§ Exercise materials
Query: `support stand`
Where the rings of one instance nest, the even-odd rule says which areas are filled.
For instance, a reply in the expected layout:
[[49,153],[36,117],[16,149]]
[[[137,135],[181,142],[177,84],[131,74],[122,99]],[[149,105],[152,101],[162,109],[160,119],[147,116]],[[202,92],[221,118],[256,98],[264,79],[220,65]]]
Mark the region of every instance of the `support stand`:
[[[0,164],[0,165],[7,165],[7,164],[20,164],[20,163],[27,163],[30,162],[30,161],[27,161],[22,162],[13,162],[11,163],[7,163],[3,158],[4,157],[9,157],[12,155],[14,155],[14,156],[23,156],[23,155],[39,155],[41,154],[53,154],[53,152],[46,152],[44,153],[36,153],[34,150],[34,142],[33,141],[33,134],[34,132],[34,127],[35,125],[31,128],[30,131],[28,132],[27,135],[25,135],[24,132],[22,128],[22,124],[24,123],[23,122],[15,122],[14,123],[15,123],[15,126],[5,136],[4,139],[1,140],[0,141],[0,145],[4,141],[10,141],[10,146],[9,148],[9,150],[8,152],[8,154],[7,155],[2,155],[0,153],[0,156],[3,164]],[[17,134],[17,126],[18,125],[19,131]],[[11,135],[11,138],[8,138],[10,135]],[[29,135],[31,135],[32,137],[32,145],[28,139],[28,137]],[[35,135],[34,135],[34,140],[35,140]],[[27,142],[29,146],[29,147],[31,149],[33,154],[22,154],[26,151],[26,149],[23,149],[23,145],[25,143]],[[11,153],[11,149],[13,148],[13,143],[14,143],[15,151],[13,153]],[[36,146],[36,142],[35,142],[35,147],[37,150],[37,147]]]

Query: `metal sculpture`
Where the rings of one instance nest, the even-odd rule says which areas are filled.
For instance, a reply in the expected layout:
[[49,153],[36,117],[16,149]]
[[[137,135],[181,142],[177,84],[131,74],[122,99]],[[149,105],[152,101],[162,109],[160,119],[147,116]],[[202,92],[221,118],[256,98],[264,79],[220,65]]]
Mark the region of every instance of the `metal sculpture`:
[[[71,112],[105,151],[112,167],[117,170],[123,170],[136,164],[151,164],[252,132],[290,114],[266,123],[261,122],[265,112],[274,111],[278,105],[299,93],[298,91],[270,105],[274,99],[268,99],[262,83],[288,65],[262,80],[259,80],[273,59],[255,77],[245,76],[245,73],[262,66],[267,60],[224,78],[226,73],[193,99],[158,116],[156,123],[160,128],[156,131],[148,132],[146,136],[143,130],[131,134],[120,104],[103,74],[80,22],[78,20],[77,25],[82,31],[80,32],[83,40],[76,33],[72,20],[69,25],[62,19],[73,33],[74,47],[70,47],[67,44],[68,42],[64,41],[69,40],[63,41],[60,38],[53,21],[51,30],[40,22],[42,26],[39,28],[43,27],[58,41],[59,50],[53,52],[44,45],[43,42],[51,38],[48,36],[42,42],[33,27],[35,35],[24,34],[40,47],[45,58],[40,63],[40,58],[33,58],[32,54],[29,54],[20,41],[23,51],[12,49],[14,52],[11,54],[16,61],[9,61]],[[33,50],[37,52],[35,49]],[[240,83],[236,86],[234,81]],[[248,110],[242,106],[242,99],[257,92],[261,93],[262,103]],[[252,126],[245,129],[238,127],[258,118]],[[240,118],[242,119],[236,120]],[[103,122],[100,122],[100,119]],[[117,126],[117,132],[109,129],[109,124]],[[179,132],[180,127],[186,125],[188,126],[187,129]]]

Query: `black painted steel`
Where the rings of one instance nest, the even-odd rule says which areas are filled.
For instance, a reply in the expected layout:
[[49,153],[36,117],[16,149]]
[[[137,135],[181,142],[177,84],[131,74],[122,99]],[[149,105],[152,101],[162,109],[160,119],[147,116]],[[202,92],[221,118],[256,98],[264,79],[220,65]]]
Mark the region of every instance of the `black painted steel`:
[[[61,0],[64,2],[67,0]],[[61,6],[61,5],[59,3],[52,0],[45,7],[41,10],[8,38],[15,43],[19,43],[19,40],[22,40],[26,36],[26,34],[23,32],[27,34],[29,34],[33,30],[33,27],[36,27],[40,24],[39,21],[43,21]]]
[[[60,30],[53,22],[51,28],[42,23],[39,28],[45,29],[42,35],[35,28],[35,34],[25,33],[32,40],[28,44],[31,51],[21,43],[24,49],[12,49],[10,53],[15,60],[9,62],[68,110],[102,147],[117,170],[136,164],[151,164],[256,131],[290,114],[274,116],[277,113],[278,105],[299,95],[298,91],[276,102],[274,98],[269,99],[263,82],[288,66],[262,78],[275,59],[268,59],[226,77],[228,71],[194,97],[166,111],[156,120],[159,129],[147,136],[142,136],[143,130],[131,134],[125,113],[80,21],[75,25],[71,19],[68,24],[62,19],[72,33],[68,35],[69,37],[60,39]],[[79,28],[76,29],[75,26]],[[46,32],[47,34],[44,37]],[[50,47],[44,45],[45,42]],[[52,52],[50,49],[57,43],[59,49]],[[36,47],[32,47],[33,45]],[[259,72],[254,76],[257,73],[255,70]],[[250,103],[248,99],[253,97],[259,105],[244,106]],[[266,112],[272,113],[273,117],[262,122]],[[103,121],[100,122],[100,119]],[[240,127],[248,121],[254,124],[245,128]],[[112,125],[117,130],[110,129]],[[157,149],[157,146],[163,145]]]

§ Description of the task
Reproduce the complete set of lines precisely as supplied.

§ Output of the task
Query: `support stand`
Where the rings of one instance nest, the even-odd rule says which areas are filled.
For instance, a reply in the expected layout:
[[49,153],[36,117],[16,149]]
[[[137,135],[181,142],[177,84],[131,74],[122,99]],[[149,105],[152,101],[162,109],[160,119],[147,116]],[[202,92],[221,118],[256,98],[264,79],[220,65]]]
Mark the region of every instance of the `support stand`:
[[[0,164],[0,165],[7,165],[7,164],[20,164],[20,163],[27,163],[30,162],[30,161],[27,161],[22,162],[13,162],[11,163],[7,163],[3,158],[4,157],[9,157],[12,155],[14,155],[14,156],[23,156],[23,155],[39,155],[41,154],[53,154],[53,152],[46,152],[44,153],[36,153],[34,150],[34,142],[33,141],[33,134],[34,132],[34,127],[35,125],[31,128],[30,131],[28,132],[27,135],[25,135],[24,132],[22,128],[22,124],[24,123],[23,122],[15,122],[14,123],[15,123],[15,126],[5,136],[4,139],[1,140],[0,141],[0,145],[4,141],[10,141],[10,146],[9,148],[9,150],[8,152],[8,154],[7,155],[2,155],[0,153],[0,156],[3,164]],[[17,134],[17,126],[18,125],[19,131]],[[11,135],[11,138],[8,138],[10,135]],[[29,135],[31,135],[32,137],[32,145],[28,139],[28,137]],[[35,135],[34,135],[34,140],[35,140]],[[27,142],[29,146],[29,147],[31,149],[33,154],[22,154],[26,151],[26,149],[23,149],[23,145],[25,143]],[[11,153],[11,149],[13,148],[13,143],[14,143],[15,151],[13,153]],[[36,146],[36,142],[35,142],[35,147],[37,150],[37,147]]]

Query: `metal sculpture`
Where the rings of one instance nest, the even-odd rule says which areas are filled.
For instance, a reply in the expected layout:
[[49,153],[36,117],[16,149]]
[[[137,135],[181,142],[177,84],[131,74],[122,99]],[[149,105],[152,101],[162,109],[160,119],[147,116]],[[202,92],[221,118],[256,98],[264,79],[220,65]]]
Mark the region of every instance of the `metal sculpture`:
[[[71,112],[105,151],[112,167],[117,170],[123,170],[136,164],[151,164],[252,132],[290,114],[266,123],[261,122],[265,112],[274,111],[278,105],[299,93],[298,91],[270,105],[274,99],[268,99],[262,83],[288,65],[262,80],[259,80],[273,59],[255,77],[245,76],[245,73],[262,66],[267,60],[224,78],[226,73],[193,99],[158,116],[156,123],[160,128],[156,131],[148,132],[146,136],[143,130],[131,134],[120,104],[103,74],[80,22],[78,20],[77,25],[82,31],[80,32],[83,40],[76,33],[72,20],[69,25],[62,19],[73,33],[74,47],[70,47],[67,44],[68,42],[64,41],[69,40],[63,41],[60,38],[53,21],[51,30],[40,22],[42,26],[39,28],[43,27],[58,41],[59,50],[53,52],[44,45],[43,42],[51,38],[48,36],[42,42],[33,27],[35,35],[24,34],[40,47],[45,58],[40,63],[40,58],[33,58],[32,54],[29,54],[20,41],[23,51],[12,49],[14,52],[11,54],[16,61],[9,61]],[[33,50],[37,52],[35,49]],[[240,83],[236,86],[234,81]],[[248,110],[242,106],[242,99],[257,92],[261,93],[262,103]],[[252,126],[245,129],[238,127],[258,118]],[[240,118],[242,119],[236,120]],[[103,122],[100,122],[100,119]],[[117,126],[117,132],[109,129],[109,124]],[[179,132],[180,127],[186,125],[188,126],[187,129]]]

Query: `black painted steel`
Where the rings of one instance nest, the even-odd rule says which areas are filled.
For instance, a reply in the expected layout:
[[49,153],[36,117],[16,149]]
[[[137,135],[181,142],[177,84],[131,74],[122,99]],[[149,105],[152,101],[162,109],[160,119],[147,116]],[[202,92],[221,118],[256,98],[264,79],[220,65]]]
Mark the region of every instance of the `black painted steel`:
[[[61,0],[64,2],[67,0]],[[61,6],[61,5],[59,3],[52,0],[45,7],[41,10],[8,38],[15,43],[19,43],[19,40],[22,40],[26,36],[26,34],[23,32],[27,34],[29,34],[33,30],[33,27],[36,27],[40,24],[39,21],[43,21]]]
[[[60,30],[53,22],[51,28],[42,23],[39,28],[45,29],[42,35],[35,28],[35,34],[25,33],[32,40],[28,44],[31,51],[21,43],[24,49],[12,49],[10,53],[15,60],[9,62],[68,110],[102,147],[117,170],[136,164],[151,164],[256,131],[290,114],[274,116],[277,113],[278,105],[299,95],[298,91],[276,102],[274,98],[269,99],[263,82],[288,66],[262,78],[275,59],[268,59],[226,77],[228,71],[194,97],[166,111],[156,120],[159,129],[147,136],[142,136],[143,130],[131,134],[125,113],[80,21],[75,25],[71,19],[68,24],[62,19],[72,33],[68,35],[69,37],[60,39]],[[79,28],[76,29],[75,26]],[[46,32],[47,34],[44,37]],[[50,47],[44,45],[45,42]],[[52,52],[50,49],[57,43],[59,49]],[[36,47],[32,47],[33,45]],[[259,72],[254,76],[257,73],[255,70]],[[250,103],[248,99],[253,97],[259,105],[244,106]],[[266,112],[272,113],[273,117],[262,122]],[[103,121],[100,122],[100,119]],[[240,127],[248,121],[254,124],[245,128]],[[112,125],[117,130],[110,129]],[[157,149],[157,146],[163,145]]]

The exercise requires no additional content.